Objective: Without the pictures, set down the records below word for word.

Source data:

● ● ● ● ●

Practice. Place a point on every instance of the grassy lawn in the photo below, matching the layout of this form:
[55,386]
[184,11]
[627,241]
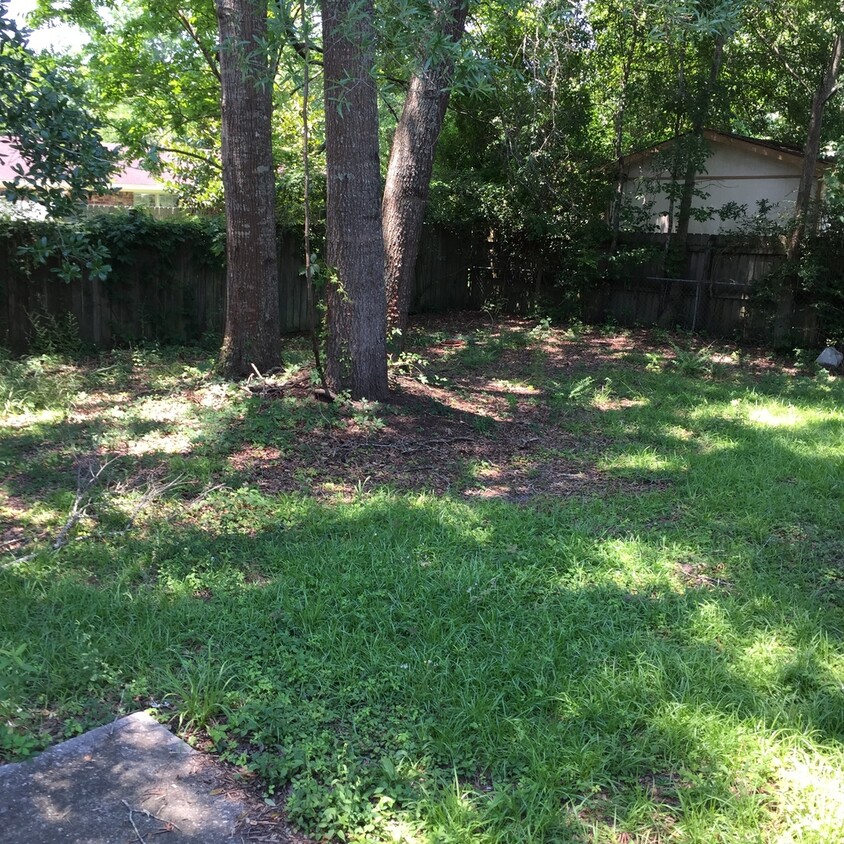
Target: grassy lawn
[571,585]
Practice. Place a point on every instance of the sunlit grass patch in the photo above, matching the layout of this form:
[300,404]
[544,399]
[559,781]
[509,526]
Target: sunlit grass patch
[654,658]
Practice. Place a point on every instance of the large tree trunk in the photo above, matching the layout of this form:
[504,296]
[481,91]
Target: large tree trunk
[252,316]
[825,90]
[356,349]
[410,167]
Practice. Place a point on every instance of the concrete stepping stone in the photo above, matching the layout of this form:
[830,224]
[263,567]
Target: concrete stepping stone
[129,781]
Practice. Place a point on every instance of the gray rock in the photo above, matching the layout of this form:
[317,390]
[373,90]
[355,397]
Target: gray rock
[93,788]
[830,357]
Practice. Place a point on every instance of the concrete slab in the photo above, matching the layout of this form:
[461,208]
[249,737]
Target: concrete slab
[125,782]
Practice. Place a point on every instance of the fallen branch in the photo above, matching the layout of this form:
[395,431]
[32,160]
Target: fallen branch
[132,821]
[77,511]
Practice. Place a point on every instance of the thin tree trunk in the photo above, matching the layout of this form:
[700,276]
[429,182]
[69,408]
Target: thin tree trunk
[692,166]
[824,92]
[410,167]
[356,348]
[252,316]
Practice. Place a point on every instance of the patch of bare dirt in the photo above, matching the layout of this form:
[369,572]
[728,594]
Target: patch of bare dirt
[482,431]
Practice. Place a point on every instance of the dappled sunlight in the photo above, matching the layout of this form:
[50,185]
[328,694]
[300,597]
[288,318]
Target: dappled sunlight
[27,419]
[771,417]
[161,442]
[811,797]
[525,602]
[645,460]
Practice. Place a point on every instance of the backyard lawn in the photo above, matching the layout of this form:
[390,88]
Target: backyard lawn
[571,585]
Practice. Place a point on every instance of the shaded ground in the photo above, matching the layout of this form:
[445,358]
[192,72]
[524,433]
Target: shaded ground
[478,408]
[496,417]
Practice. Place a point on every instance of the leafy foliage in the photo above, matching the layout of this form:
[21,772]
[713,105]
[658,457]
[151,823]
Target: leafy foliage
[64,156]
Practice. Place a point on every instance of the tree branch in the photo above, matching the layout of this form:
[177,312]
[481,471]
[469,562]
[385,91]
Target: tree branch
[772,46]
[210,58]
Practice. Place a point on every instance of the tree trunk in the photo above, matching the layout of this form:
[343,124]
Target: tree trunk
[693,165]
[252,316]
[411,165]
[356,349]
[821,96]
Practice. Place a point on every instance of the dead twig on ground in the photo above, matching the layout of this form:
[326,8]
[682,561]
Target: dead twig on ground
[79,510]
[132,821]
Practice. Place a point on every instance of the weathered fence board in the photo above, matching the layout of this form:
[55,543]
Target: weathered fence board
[179,297]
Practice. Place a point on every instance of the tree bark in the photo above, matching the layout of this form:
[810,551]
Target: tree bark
[356,348]
[410,167]
[252,315]
[678,241]
[822,95]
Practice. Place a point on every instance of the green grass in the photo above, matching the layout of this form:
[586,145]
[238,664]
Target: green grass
[663,659]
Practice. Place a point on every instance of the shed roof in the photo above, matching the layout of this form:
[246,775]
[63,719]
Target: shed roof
[756,146]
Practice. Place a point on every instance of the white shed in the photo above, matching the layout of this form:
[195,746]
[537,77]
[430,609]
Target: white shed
[741,176]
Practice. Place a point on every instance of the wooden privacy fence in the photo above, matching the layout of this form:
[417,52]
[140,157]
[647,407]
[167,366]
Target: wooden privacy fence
[713,293]
[178,295]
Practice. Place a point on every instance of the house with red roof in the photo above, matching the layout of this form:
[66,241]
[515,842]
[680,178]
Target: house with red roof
[134,188]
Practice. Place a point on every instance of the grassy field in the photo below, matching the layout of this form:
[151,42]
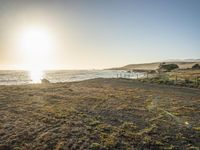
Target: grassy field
[99,114]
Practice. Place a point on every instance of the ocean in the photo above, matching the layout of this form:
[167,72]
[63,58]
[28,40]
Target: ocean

● ● ● ● ●

Written solution:
Practice. Place a point on every instance of the grassy lawn in the photo below, matching the layout of this form:
[55,386]
[184,11]
[627,241]
Target: grassy lawn
[571,585]
Practice. Place a point on every instance of the sunlit grass patch in the photo above, matching the layout of this form:
[300,404]
[544,399]
[559,781]
[509,526]
Target: sunlit grass patch
[654,658]
Practice. Place a point on every instance of the large tree trunk in the photo above, matching the layout of this form:
[504,296]
[481,91]
Target: large tree trunk
[252,316]
[825,90]
[356,349]
[410,167]
Practice. Place a point on every instance of the concrete stepping stone in the photo above, matching the layout of this form:
[830,224]
[263,567]
Target: concrete stepping stone
[129,781]
Practice. Place a point on every instance of the gray rock in the photo above, matching the layout of this form:
[317,390]
[373,90]
[355,397]
Target: gray rock
[93,788]
[830,357]
Practice. Place a point on every instance of the concrete slab in the photo above, matching the layout of this form:
[461,208]
[249,737]
Target: concrete slab
[125,782]
Practice. Place a point on every instance of the fallen branch in the photo above, matching the layout of this form:
[395,431]
[32,160]
Target: fallen branch
[132,821]
[77,511]
Practice. Place a point on every instance of the thin tree trunk in the photo above, matching the layout of this form:
[700,276]
[429,182]
[69,408]
Target: thin tree trunk
[692,166]
[824,92]
[410,167]
[356,348]
[252,316]
Practice. Place a point on every instance of the patch of bare dirt in the photo above, matching the layout of this form:
[369,572]
[728,594]
Target: patch of bare dirt
[482,431]
Practice. Place a point on every instance of the dappled sunlight in the photo above, matching the layout of this form:
[50,185]
[328,694]
[300,597]
[288,318]
Target: dappled sunlight
[27,419]
[771,417]
[161,442]
[811,797]
[525,602]
[645,460]
Practice. Place a point on every instance of the backyard lawn in the photo above, matching the layout of this form:
[390,88]
Target: backyard lawn
[571,585]
Practice. Place a point on every instance of the shaded ground in the photo above, matching the layout of this form:
[445,358]
[192,72]
[524,433]
Target: shaded ground
[478,408]
[496,417]
Practice. Place a point on every instance of the leafy foliage in the photo above, matching the layout of this form:
[21,772]
[713,105]
[658,457]
[151,823]
Target: leafy foliage
[64,156]
Practice. Place a point on every instance of the tree branch in the photo above, matching the layout of this form:
[177,312]
[481,471]
[469,562]
[385,91]
Target: tree branch
[772,46]
[210,58]
Practice. Place a point on every instance of the tree trunk in the photo above, matching the layout of this form:
[343,124]
Target: tree trunk
[693,165]
[252,316]
[411,165]
[356,349]
[821,96]
Practice. Place a point on every instance of the dead twig on ground in the photo above, matching the layout of this form:
[326,8]
[682,561]
Target: dead twig on ground
[79,510]
[132,821]
Practice. Place a point on every instance of the weathered fence board in the photo above, matching the layout of this form:
[55,543]
Target: weathered fence board
[179,297]
Practice. Place a point on every instance of the tree bark in the photo above, matching the layout of this form:
[810,551]
Target: tree bark
[356,348]
[410,167]
[252,315]
[678,241]
[822,95]
Practice. Place a point on every instance of the green grass in the photo above, matching the layout of this form:
[586,145]
[238,664]
Target: green grass
[663,659]
Practice. Place a point on every instance of the shed roof in the photo above, matching the layout of this form:
[246,775]
[63,719]
Target: shed roof
[756,146]
Practice. Place a point on every instance of the white shed in the photo above, matching the layout of this form:
[195,746]
[537,77]
[430,609]
Target: white shed
[741,176]
Practice. Place a point on every instance of the wooden privacy fence in the photo above, matching the layout of this form:
[417,52]
[140,157]
[647,407]
[167,366]
Target: wooden privacy fence
[713,293]
[178,295]
Practice. Place a point on every instance of the house with red roof in the photo above, matching the layout of this form:
[66,241]
[515,842]
[680,178]
Target: house with red roof
[134,188]
Practice. Place a point on every instance of the grassy field in the photo below, matching the layout of this form:
[151,42]
Target: grassy field
[99,114]
Practice. Place a point on every instance of the ocean in the photo above, matching the layout of this form:
[167,72]
[63,58]
[28,40]
Target: ocean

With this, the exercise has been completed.